RECORDS SUPPLIED:
************
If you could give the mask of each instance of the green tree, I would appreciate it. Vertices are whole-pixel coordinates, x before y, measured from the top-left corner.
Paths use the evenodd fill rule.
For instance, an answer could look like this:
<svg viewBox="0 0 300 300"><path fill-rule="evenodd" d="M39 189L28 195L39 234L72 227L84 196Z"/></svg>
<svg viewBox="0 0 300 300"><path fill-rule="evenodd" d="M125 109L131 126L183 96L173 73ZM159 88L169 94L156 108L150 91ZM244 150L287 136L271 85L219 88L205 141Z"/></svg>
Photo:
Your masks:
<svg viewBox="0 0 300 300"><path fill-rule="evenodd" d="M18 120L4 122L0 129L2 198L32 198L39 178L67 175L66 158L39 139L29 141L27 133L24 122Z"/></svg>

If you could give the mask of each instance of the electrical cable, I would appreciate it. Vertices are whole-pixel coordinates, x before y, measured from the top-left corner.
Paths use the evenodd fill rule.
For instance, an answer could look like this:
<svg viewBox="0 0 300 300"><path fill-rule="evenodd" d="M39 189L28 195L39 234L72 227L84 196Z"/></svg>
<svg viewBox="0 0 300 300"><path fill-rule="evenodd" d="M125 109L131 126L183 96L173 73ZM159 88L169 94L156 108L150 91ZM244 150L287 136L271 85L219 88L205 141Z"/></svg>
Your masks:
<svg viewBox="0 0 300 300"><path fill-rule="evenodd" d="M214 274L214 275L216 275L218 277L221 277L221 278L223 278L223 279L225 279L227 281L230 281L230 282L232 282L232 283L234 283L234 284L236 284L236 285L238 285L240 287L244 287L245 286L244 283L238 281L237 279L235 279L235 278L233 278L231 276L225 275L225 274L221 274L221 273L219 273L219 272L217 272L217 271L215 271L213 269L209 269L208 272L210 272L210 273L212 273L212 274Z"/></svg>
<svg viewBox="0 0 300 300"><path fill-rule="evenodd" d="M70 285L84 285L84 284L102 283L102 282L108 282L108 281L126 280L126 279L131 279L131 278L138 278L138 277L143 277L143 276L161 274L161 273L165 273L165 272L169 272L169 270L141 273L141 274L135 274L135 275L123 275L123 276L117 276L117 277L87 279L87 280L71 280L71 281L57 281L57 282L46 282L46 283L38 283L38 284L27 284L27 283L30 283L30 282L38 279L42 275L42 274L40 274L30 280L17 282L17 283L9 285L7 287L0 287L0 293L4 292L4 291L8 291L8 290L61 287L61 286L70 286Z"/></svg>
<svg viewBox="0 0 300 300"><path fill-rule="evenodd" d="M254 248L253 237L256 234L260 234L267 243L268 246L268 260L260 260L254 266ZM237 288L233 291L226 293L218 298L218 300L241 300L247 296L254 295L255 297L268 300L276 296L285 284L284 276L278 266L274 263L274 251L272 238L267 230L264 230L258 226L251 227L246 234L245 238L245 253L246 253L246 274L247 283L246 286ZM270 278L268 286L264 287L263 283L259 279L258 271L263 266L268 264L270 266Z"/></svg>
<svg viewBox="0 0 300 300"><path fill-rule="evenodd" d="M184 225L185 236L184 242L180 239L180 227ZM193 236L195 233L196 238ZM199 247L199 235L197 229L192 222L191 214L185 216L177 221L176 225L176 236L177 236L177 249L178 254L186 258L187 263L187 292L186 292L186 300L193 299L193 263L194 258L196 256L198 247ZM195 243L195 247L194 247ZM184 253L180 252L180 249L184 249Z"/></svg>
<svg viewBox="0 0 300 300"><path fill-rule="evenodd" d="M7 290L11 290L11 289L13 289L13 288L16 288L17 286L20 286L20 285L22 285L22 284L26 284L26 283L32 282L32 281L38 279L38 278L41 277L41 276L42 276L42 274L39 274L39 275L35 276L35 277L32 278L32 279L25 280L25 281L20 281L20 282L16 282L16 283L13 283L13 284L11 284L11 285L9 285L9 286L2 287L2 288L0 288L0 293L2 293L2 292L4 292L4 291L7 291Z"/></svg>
************
The answer must be every line of the records that holds the string "pixel".

ANSWER BOX:
If you could give the mask of each instance of the green tree, I would appreciate it. Vertices are whole-pixel coordinates, x before y, measured from the top-left corner.
If you could give the mask of each instance of the electrical cable, I would appreciate it. Vertices are whole-pixel coordinates, x before y, measured from the top-left corner.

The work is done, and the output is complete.